━━━ 抽出テキスト ━━━
本発明は、このような問題を解決したものであり、銅濃度が大幅に低下してもスラグの流動性を維持し、高い銅回収率が得られる銅の回収方法および該回収方法を利用した銅の精製方法を提供する。
【0005】
【課題を解決する手段】
すなわち、本発明は、(1)鉄分およびカルシウム分を含むフラックスを溶銅に加えて溶銅表面に銅分を酸化銅として30〜60重量%含有するカルシウムフェライトスラグを形成する第一精製工程、溶銅から分離した上記スラグにカルシウム源を加えてスラグ中のカルシウム分と鉄分の酸化物換算合計量に対してカルシウム量が酸化物換算で20〜28重量%になるようにスラグ中のカルシウム量を調整することによってスラグ中の銅含有量の低下に対してスラグの流動性を維持するようにした後に、該スラグを還元してスラグ中の銅分を溶銅に転じ、スラグ中の銅含有量が酸化銅として4〜10重量%になるまで還元を行って溶銅を回収するスラグ処理工程を有することを特徴とする銅の回収方法に関する。
━━━ データ部分 ━━━
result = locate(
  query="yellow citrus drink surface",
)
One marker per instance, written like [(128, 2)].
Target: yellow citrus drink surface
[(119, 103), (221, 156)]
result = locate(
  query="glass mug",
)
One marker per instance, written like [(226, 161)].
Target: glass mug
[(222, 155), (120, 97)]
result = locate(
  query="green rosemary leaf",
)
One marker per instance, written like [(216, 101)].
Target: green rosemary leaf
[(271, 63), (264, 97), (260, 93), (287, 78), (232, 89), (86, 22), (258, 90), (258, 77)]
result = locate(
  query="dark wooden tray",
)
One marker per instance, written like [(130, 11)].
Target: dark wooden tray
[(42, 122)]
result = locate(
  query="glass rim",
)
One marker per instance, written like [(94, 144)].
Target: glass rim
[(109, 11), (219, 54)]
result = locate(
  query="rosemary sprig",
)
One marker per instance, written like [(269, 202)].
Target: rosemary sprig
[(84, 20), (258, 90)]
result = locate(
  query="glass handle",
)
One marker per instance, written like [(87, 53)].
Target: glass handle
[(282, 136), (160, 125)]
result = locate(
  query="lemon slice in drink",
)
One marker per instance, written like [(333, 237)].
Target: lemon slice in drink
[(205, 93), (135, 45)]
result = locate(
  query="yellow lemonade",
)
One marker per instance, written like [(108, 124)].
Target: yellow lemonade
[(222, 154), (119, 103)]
━━━
━━━ データ部分 ━━━
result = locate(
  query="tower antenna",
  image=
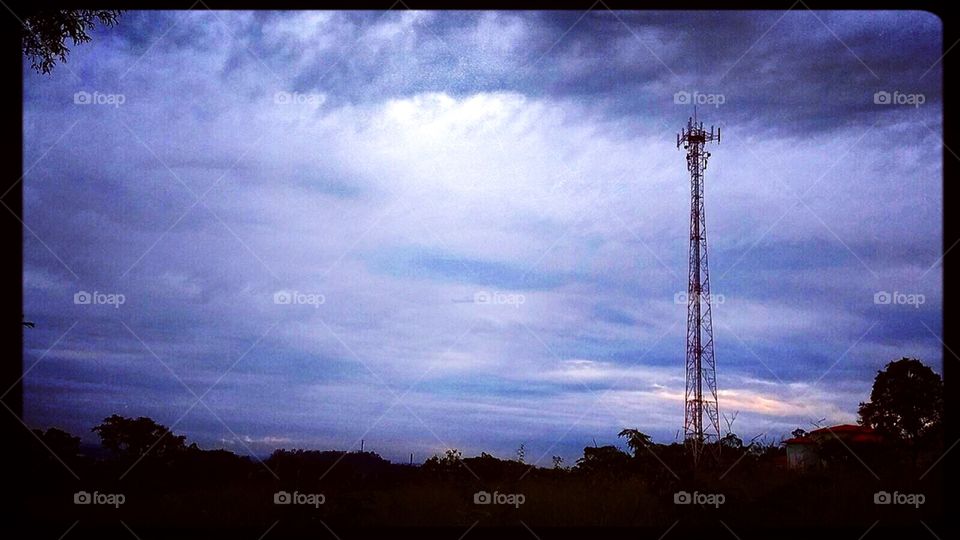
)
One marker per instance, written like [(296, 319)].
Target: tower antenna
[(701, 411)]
━━━
━━━ データ部分 ━━━
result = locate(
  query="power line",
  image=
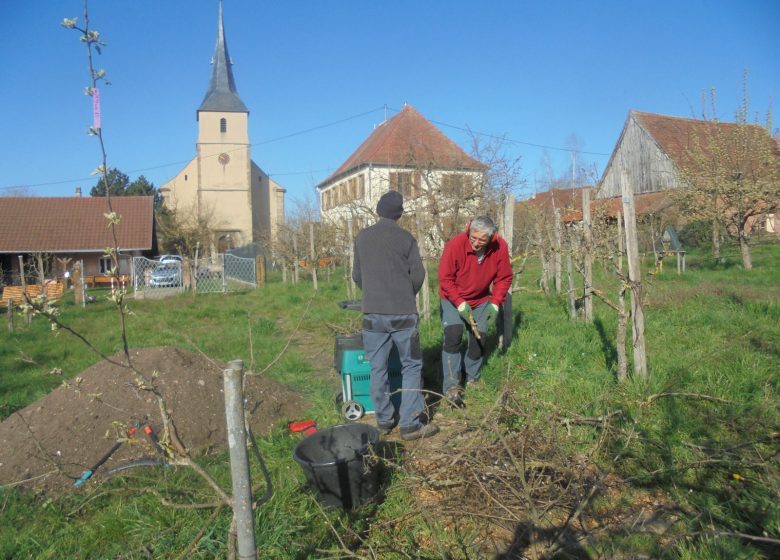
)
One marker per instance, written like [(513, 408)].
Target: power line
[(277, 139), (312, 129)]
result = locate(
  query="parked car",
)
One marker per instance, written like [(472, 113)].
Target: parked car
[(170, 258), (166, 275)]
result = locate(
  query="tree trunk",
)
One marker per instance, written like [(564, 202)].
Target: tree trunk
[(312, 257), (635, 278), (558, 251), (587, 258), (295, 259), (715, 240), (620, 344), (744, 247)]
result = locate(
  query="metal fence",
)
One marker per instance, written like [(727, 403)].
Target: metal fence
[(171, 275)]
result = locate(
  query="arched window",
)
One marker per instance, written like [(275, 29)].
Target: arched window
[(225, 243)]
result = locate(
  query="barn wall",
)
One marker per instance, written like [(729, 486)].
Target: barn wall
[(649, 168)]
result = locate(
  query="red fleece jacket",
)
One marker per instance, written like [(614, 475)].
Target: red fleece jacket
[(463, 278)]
━━━
作業内容
**A.** 銅の回収方法に関する文章について、次の問いに答えよ。
(i) 本発明は、銅濃度が大幅に低下しても何を維持するとされているか。
(ii) 第一精製工程で形成されるカルシウムフェライトスラグは、銅分を酸化銅として何重量%含有するか。
(iii) スラグの還元は、スラグ中の銅含有量が酸化銅として何重量%になるまで行うか。
**B.** 銅の回収方法に関する文章で、スラグ処理工程においてスラグ中のカルシウム量を調整する理由を、1〜3文で説明せよ。
**C.** 銅の回収方法に関する文章を、最後の文の後から続けて書いてください。
上記の行は、銅の回収方法に関する文章とは関係がない。

回答一覧
**A.**
(i) スラグの流動性
(ii) 30〜60重量%
(iii) 4〜10重量%

**B.** スラグ中の銅含有量が低下しても、スラグの流動性を維持するためである。そのために、溶銅から分離したスラグにカルシウム源を加える。そして、カルシウム分と鉄分の酸化物換算合計量に対するカルシウム量を、酸化物換算で20〜28重量%に調整する。

**C.**
【0006】
本発明の銅回収方法は、(2)上記(1)の第一精製工程およびスラグ処理工程の後に、上記スラグを分離した溶銅に鉄分およびカルシウム分を含むフラックスを加えて再びカルシウムフェライトスラグを形成し、該スラグを分離して高純度の溶銅を回収する第二精製工程、分離したスラグを第一精製工程のフラックスとして使用する再利用工程を有することを特徴とする銅の回収方法を含む。
【0007】
さらに本発明の銅回収方法は、(3)第一精製工程または第二精製工程において、溶銅に添加するフラックスとして、鉄分を酸化鉄換算で87重量%以上、カルシウム分を酸化カルシウム換算で3〜13重量%含有するフラックスを用いる上記(1)または(2)に記載する銅の回収方法を含む。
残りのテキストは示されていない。